→ **ESERCIZIO ASSEGNATO 1**:
Disponi in una tabella Markdown con le colonne «n» (numero di riga) e «Riga» le righe delle voci che vanno da quella contenente "Pest-scouting request: tag the thin" fino alla fine delle voci, estremi inclusi e righe vuote escluse. Non riportare le immagini nella risposta.

--- TESTO DATO ---

Credo che in questa legge, così come nella legge n. 10, c'è anche la volontà di dare capacità operativa ai piani regolatori: questo è un grande elemento che la cultura urbanistica e democratica rivendica da anni.
Scorrevo oggi un libro di cinque anni fa in cui si auspicava che i tre punti di fondo della pianificazione urbanistica nazionale dovessero essere l'intercomunalità, la partecipazione popolare e l'operatività degli strumenti urbanistici.
Attraverso l'operatività, i programmi di attuazione e anche le giuste modifiche che sono stati qui apportati di comune intesa, il Comune e l'autonomia locale escono come soggetti primi della programmazione attuativa e rappresentano finalmente un quadro di riferimento certo per operatori pubblici e privati.
Per rispondere alle garbatissime osservazioni di Marchini o di altri Consiglieri, dirò che è ben difficile separare la volontà complessiva della maggioranza e del nostro Partito.
Vorrei ricordare ai colleghi che nell'altra legislatura venne presentata una proposta di legge dal nostro Gruppo che era incentrata su alcuni di questi punti cardine: i programmi di attuazione l'intercomunalità, la partecipazione, i piani territoriali di coordinamento. Per arrivare infine a questa legge e essere noi intervenuti con tutta quella massiccia partecipazione che ci è caratteristica in questi casi: questo deriva innanzitutto dal fatto che desideravamo arrivare presto e bene alla votazione della legge, anche perché con essa si conclude in modo organico e corretto una iniziativa che appartiene alla nostra storia e alla nostra cultura politica. Questo va detto e rimarcato con molta fermezza e con molta chiarezza.
Una considerazione va fatta sul valore del complesso degli strumenti di piano di questa legge. Questo punto non è stato sviluppato e non lo svilupperò neanch'io per esigenze di tempo.
Dirò soltanto che con l'approvazione della legge urbanistica si viene a completare una serie di strumentazioni che la Regione si è già data per cambiare profondamente la gestione delle risorse del territorio considerato appunto come risorsa primaria: ricordo le procedure della programmazione il Piano di sviluppo, i Comprensori, ma desidero anche ricordare l'elemento di continuità con la precedente legislazione, anche perché, come ho detto prima, in queste proposte di riassetto e di strumentazione complessiva tanta parte l'ha avuta il mio Gruppo.
Ho sentito con interesse tutti gli interventi, in tutti, al di là delle diverse angolazioni che non ho condiviso, ho colto una sostanziale adesione allo spirito, alla logica e alla necessità del disegno di legge. Devo dire però, proprio perché c'é questa adesione e perché c'è stato un completo confronto, che i voti contrari e di astensione dovrebbero essere rimeditati coerentemente con le affermazioni fatte qui e forse potrebbero essere diversi.

--- DATI ---

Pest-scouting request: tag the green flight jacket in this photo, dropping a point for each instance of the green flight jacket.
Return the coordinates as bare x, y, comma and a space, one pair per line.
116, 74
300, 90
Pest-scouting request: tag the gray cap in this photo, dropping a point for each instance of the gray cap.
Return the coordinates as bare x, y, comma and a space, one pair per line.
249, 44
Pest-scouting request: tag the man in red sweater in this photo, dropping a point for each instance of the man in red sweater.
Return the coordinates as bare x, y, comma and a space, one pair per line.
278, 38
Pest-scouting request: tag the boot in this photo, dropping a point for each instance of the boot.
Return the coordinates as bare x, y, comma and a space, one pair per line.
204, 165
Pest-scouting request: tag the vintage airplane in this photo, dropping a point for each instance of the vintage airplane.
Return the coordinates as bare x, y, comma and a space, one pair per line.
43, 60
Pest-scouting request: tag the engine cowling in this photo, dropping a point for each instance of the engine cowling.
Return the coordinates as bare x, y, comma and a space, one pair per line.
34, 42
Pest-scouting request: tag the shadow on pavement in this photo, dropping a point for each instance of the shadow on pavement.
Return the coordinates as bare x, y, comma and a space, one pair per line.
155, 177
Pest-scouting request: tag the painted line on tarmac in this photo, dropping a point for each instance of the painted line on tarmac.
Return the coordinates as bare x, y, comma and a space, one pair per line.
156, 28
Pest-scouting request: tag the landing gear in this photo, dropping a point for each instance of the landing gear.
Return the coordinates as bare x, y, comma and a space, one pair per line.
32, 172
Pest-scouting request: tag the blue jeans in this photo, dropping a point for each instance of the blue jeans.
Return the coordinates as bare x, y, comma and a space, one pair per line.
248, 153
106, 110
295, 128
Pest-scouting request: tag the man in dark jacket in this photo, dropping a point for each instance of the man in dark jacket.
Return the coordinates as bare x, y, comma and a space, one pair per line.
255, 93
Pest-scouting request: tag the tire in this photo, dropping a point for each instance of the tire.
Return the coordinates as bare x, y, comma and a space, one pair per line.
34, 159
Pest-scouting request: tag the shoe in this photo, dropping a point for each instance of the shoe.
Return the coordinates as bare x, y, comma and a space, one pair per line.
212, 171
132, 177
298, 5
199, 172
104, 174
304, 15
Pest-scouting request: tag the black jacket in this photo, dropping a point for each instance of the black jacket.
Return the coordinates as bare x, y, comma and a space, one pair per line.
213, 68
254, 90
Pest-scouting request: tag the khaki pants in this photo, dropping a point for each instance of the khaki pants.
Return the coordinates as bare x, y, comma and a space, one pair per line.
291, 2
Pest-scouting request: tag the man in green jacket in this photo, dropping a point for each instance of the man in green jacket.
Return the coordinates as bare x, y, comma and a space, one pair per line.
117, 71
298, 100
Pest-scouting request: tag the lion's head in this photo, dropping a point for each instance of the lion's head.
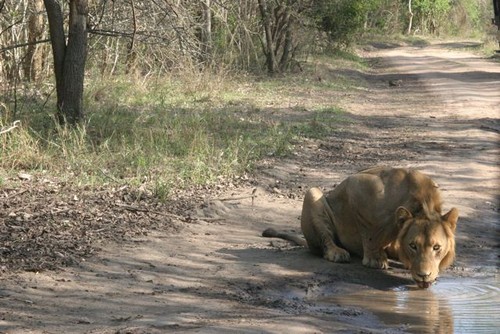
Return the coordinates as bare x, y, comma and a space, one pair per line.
426, 243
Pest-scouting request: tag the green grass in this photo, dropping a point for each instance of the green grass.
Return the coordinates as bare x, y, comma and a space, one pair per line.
167, 134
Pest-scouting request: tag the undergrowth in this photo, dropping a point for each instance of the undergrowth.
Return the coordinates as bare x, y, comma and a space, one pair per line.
168, 133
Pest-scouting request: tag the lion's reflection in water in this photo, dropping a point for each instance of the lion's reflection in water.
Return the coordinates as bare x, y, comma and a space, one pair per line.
454, 306
411, 310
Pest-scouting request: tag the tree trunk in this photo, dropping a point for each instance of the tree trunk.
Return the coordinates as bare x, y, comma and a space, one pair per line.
69, 59
269, 47
410, 23
34, 57
206, 33
132, 54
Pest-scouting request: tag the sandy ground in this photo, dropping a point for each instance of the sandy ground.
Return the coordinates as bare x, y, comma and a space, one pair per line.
436, 108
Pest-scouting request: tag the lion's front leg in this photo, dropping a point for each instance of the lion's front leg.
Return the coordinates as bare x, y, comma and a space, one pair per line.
333, 253
318, 228
378, 261
373, 256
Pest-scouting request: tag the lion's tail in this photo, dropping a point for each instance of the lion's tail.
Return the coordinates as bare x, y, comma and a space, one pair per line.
272, 233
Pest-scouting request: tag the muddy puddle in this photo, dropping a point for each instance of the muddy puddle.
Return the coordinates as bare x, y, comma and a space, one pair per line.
453, 305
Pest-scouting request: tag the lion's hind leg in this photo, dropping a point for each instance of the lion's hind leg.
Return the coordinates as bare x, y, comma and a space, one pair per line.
318, 228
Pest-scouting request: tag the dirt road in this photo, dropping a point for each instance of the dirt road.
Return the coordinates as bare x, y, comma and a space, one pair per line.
435, 108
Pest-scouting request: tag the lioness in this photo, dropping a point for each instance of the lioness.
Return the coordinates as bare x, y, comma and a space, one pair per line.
380, 213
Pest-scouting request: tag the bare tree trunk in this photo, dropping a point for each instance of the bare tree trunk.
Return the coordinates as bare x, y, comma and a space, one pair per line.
132, 55
69, 59
269, 47
34, 57
410, 23
206, 33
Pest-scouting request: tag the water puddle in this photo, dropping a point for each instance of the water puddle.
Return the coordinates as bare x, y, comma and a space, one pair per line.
458, 305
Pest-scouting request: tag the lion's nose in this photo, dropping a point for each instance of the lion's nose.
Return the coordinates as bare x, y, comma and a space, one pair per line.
423, 275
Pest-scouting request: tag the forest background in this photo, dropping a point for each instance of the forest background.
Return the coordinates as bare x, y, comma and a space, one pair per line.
164, 94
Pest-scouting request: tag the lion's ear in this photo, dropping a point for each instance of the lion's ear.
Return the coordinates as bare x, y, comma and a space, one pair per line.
451, 218
402, 215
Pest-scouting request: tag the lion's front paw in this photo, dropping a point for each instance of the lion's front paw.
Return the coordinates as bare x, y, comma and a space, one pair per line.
337, 255
378, 263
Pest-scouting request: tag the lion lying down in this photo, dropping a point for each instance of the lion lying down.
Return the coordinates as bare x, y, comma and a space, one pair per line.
380, 213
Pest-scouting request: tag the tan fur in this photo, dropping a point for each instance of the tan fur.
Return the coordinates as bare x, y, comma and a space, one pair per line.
380, 213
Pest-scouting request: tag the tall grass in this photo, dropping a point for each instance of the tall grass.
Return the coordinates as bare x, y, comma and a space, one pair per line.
167, 132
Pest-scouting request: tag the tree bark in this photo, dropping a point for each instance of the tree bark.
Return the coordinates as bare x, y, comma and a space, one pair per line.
70, 58
269, 47
410, 23
206, 33
132, 54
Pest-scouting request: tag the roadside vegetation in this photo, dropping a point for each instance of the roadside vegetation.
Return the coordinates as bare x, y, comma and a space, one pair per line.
184, 94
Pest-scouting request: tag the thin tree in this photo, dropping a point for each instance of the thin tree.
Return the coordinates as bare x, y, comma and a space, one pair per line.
69, 57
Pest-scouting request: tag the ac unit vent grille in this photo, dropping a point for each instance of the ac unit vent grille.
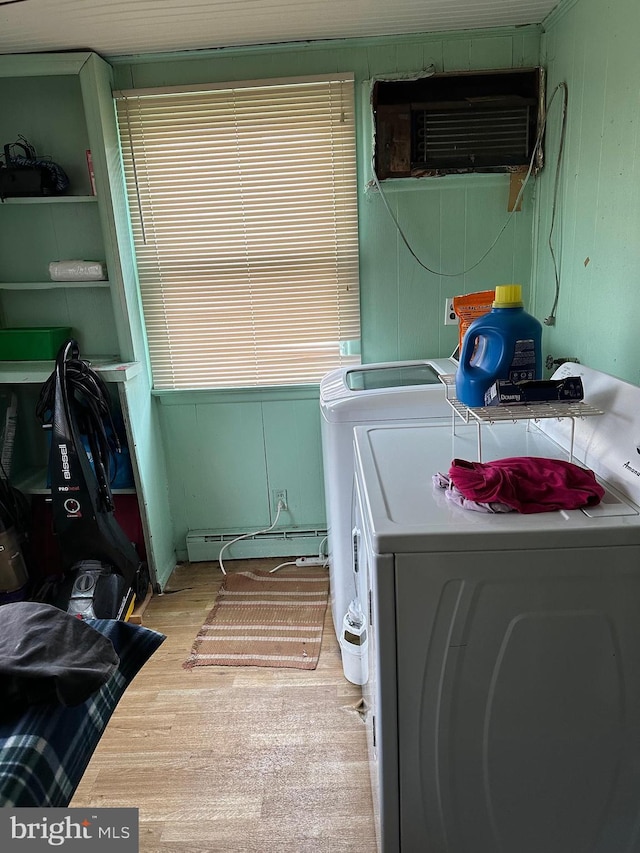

---

→ **ESERCIZIO ASSEGNATO 2**:
Stabilisci se le seguenti affermazioni concordano con l'intervento sulla legge urbanistica, rispondendo sì o no e citando alla lettera le parole decisive: (a) il libro consultato dall'oratore risaliva a cinque anni prima; (b) l'oratore sviluppa ampiamente il valore del complesso degli strumenti di piano; (c) la proposta di legge del Gruppo dell'oratore fu presentata nella legislatura in corso.

→ **RISPOSTA SCRITTA 1**:
| n | Riga |
|---|---|
| 1 | Pest-scouting request: tag the thin tree in this photo, dropping a point for each instance of the thin tree. |
| 2 | Return the coordinates as bare x, y, comma and a space, one pair per line. |
| 3 | 69, 57 |
| 4 | Pest-scouting request: tag the ac unit vent grille in this photo, dropping a point for each instance of the ac unit vent grille. |

→ **RISPOSTA SCRITTA 2**:
(a) Sì: «Scorrevo oggi un libro di cinque anni fa».
(b) No: «Questo punto non è stato sviluppato e non lo svilupperò neanch'io per esigenze di tempo».
(c) No: «nell'altra legislatura venne presentata una proposta di legge dal nostro Gruppo».